» Extract provided:

-.-.-

Tokyo Sea Life exhibits rare larvae

by Masaaki Kameda

Staff Writer

Tokyo Sea Life Park has begun exhibiting fry of the unique ocellated icefish, after successfully hatching eggs from a pair of the rare creatures for the first time in the world earlier this month.

Put on display Thursday at the aquarium in Edogawa Ward are three larvae of the Antarctic Ocean-dwelling fish, the only vertebrate whose blood is transparent. The larvae are 2.2 to 2.5 cm in length, according to sea life spokesman Satoshi Tada.

On Tuesday, the aquarium announced it had managed to hatch the occellated icefish eggs May 7. As of Monday, about 20 larval fish had emerged from several hundred eggs, according to the facility, which in 2011 also became the first in the world to exhibit the unusual creatures.

-.-.-

» Information supplied:
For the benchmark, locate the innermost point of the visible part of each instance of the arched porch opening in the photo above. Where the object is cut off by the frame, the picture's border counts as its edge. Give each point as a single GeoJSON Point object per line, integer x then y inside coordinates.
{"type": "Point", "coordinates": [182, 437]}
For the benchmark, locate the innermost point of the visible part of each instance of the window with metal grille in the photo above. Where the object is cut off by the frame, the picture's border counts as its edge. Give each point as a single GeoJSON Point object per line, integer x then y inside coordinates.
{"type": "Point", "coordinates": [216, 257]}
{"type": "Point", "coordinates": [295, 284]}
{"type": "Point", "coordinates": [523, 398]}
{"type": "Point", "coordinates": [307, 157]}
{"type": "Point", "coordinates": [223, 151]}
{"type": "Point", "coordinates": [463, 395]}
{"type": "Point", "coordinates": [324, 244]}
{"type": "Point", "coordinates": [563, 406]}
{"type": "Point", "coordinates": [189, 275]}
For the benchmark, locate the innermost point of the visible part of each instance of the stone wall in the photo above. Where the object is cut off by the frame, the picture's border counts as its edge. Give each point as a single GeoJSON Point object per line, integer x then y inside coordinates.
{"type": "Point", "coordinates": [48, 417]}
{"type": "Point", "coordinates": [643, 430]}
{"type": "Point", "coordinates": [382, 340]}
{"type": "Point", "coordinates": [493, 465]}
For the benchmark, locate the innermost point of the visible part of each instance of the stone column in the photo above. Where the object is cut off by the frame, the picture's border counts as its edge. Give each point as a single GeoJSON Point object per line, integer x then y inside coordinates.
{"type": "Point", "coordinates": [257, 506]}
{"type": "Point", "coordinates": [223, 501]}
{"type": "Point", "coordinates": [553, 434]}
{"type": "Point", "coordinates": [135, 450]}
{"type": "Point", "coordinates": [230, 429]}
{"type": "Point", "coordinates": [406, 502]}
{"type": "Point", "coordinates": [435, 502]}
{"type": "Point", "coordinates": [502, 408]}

-.-.-

» Directions: Pick up the news article on the ocellated icefish larvae at Tokyo Sea Life Park and continue it from its final sentence.

» Exercise output:
Tada explained that a pair of ocellated icefish were brought to the aquarium in August 2011 after being caught in Antarctic waters by a fishing boat operated by Nippon Suisan Kaisha Ltd.

The ocellated icefish’s blood is transparent because the creature “doesn’t have hemoglobins in its red blood cells,” Tada said, adding the reasons for this remain a mystery.

He noted that water temperature is the most important factor in keeping the larval fish alive, saying: “We try to keep the water temperature of the tank at 1 to 2 degrees. We have lots of ice made from seawater ready to inject whenever the temperature rises.”